«Мне с тобою пьяным весело…»

Кому посвящены эти строки Ахматовой?
В мае 1910 г. в Киеве Анна Ахматова обвенчалась с поэтом Николаем Гумилёвым. После этого молодожены сразу же уехали на месяц в Париж в свадебное путешествие. Весь июнь они провели во французской столице – городе, где, как считалось, обитала вся мировая богема. В Париже поселились на rue Bonaparte, 10. Ходили по музеям, посетили средневековое аббатство Клюни, Зоологический сад, сиживали в любимых Гумилевым кафе Латинского квартала, были в ночных кабаре. Часто молодожены появлялись в маленьком, веселом кафе «Ротонда», где собиралась парижская богема, где дым от трубок и сигарет стоял коромыслом и где шумно спорили об искусстве. Завсегдатаями этого кафе были будущие знаменитости – художники, скульпторы, поэты, журналисты, танцовщицы, модели… Именно здесь Ахматова впервые увидела Модильяни – точнее, почувствовала на себе пристальный взгляд тосканца в красном шарфе. Тогда он не имел и тени признания, друзья называли его Моди. Через 54 года после этой встречи она написала, что он «был совсем не похож ни на кого на свете». В тот вечер в «Ротонде» случился скандал, точнее, стычка между Гумилевым и Модильяни. Якобы Гумилев стал дерзить, принципиально говорить только по-русски, а Модильяни, не знавший русского языка, возмутился. В действительности причиной ссоры была Ахматова: слишком пристальный откровенный взгляд художника задел Гумилева, он стал задирать Модильяни, тот не остался в долгу, и вечер завершился ссорой… Такова была первая страница этого романа. Модильяни сразу заметил и оценил необыкновенную красоту русской поэтессы. Она тоже обратила на него внимание. Они начали встречаться. Позже Николай Степанович с горечью вспоминал, ЧТО тогда понял о жене: «Она сделает, как хочет «… Вскоре чета Гумилевых уехала из Парижа и вернулась домой, в Россию. Модильяни писал Анне осенью и зимой на адрес ее подруги Вали Тюльпановой. Он не мог забыть удивительную загадочную даму, которая воплощала для него идеал женской красоты.

Список заданий >>
1 - Ответьте по тексту об Ахматовой и Модильяни:
(а) На какой улице и в каком доме поселились молодожены в Париже?
(б) Как друзья называли Модильяни?
(в) На чей адрес Модильяни писал Анне осенью и зимой?
2 - Пожалуйста, верните из записей каждую строку, где встречается слово «dark», с учетом регистра.

Записи для работы >>
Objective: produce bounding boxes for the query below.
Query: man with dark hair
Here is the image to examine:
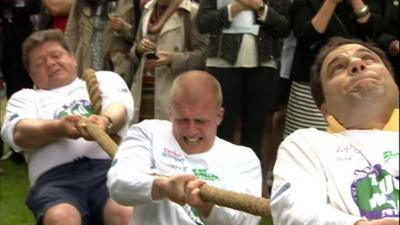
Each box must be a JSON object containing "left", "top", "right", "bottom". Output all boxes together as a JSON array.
[
  {"left": 271, "top": 37, "right": 399, "bottom": 225},
  {"left": 1, "top": 30, "right": 133, "bottom": 225},
  {"left": 108, "top": 70, "right": 262, "bottom": 225}
]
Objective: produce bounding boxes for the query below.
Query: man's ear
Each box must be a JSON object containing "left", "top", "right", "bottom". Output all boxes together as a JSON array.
[
  {"left": 218, "top": 107, "right": 225, "bottom": 125},
  {"left": 319, "top": 102, "right": 329, "bottom": 118}
]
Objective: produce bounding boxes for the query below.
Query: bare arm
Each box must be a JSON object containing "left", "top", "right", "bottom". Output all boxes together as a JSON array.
[
  {"left": 101, "top": 103, "right": 128, "bottom": 133},
  {"left": 311, "top": 0, "right": 341, "bottom": 33},
  {"left": 42, "top": 0, "right": 75, "bottom": 16},
  {"left": 151, "top": 175, "right": 196, "bottom": 205},
  {"left": 354, "top": 218, "right": 399, "bottom": 225},
  {"left": 14, "top": 115, "right": 82, "bottom": 151}
]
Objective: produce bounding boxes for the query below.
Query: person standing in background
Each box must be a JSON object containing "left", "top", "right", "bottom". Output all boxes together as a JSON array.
[
  {"left": 39, "top": 0, "right": 75, "bottom": 32},
  {"left": 65, "top": 0, "right": 136, "bottom": 85},
  {"left": 197, "top": 0, "right": 290, "bottom": 167},
  {"left": 0, "top": 0, "right": 41, "bottom": 163},
  {"left": 378, "top": 0, "right": 400, "bottom": 85},
  {"left": 131, "top": 0, "right": 208, "bottom": 123}
]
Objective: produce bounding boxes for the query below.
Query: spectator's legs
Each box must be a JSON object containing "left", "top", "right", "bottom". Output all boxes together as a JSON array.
[
  {"left": 241, "top": 67, "right": 278, "bottom": 161},
  {"left": 207, "top": 67, "right": 243, "bottom": 142}
]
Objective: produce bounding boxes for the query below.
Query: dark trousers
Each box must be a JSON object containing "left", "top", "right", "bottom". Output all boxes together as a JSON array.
[{"left": 207, "top": 67, "right": 278, "bottom": 160}]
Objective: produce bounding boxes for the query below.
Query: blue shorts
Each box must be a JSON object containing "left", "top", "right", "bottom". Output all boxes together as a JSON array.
[{"left": 26, "top": 157, "right": 111, "bottom": 225}]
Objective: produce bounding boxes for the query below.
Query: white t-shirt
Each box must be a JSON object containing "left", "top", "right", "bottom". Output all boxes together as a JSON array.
[
  {"left": 271, "top": 128, "right": 399, "bottom": 225},
  {"left": 107, "top": 120, "right": 262, "bottom": 225},
  {"left": 2, "top": 71, "right": 133, "bottom": 185}
]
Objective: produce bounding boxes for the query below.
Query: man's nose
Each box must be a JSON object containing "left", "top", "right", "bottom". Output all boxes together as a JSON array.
[
  {"left": 46, "top": 57, "right": 55, "bottom": 66},
  {"left": 349, "top": 58, "right": 365, "bottom": 75}
]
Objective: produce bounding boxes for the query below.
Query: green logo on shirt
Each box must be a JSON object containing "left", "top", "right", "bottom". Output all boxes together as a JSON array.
[{"left": 192, "top": 169, "right": 219, "bottom": 181}]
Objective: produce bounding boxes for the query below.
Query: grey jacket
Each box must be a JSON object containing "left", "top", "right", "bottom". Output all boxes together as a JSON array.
[{"left": 196, "top": 0, "right": 290, "bottom": 64}]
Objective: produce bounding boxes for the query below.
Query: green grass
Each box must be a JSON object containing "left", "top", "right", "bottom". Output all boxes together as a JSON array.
[{"left": 0, "top": 149, "right": 35, "bottom": 225}]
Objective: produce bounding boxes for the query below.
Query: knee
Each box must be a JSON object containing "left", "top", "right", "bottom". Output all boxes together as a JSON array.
[
  {"left": 104, "top": 199, "right": 133, "bottom": 225},
  {"left": 43, "top": 203, "right": 82, "bottom": 225}
]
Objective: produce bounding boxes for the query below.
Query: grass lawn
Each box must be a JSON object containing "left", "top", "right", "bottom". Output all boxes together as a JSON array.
[
  {"left": 0, "top": 150, "right": 35, "bottom": 225},
  {"left": 0, "top": 155, "right": 273, "bottom": 225}
]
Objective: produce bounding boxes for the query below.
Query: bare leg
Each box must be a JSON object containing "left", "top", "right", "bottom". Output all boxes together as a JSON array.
[
  {"left": 104, "top": 199, "right": 133, "bottom": 225},
  {"left": 43, "top": 203, "right": 82, "bottom": 225}
]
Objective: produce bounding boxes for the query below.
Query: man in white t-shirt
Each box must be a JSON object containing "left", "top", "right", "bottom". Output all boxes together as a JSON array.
[
  {"left": 271, "top": 37, "right": 399, "bottom": 225},
  {"left": 108, "top": 71, "right": 262, "bottom": 225},
  {"left": 1, "top": 30, "right": 133, "bottom": 225}
]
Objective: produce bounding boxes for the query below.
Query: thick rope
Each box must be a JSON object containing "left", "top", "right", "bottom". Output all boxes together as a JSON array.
[
  {"left": 85, "top": 120, "right": 271, "bottom": 217},
  {"left": 82, "top": 68, "right": 101, "bottom": 115},
  {"left": 83, "top": 69, "right": 271, "bottom": 217},
  {"left": 200, "top": 184, "right": 271, "bottom": 217}
]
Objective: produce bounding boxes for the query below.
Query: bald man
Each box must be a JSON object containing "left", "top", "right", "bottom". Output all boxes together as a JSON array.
[{"left": 108, "top": 71, "right": 261, "bottom": 225}]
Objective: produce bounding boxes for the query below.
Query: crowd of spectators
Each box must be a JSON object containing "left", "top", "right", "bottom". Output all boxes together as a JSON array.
[{"left": 0, "top": 0, "right": 400, "bottom": 224}]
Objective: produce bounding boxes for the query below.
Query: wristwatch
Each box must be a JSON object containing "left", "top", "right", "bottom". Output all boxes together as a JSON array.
[
  {"left": 257, "top": 2, "right": 265, "bottom": 13},
  {"left": 103, "top": 115, "right": 113, "bottom": 134}
]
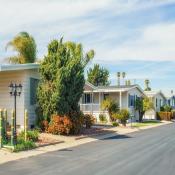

Ответы по заданиям >>
1 -
(а) На rue Bonaparte, 10.
(б) Моди.
(в) На адрес ее подруги Вали Тюльпановой.

2 -
Query: man with dark hair
Query: dark trousers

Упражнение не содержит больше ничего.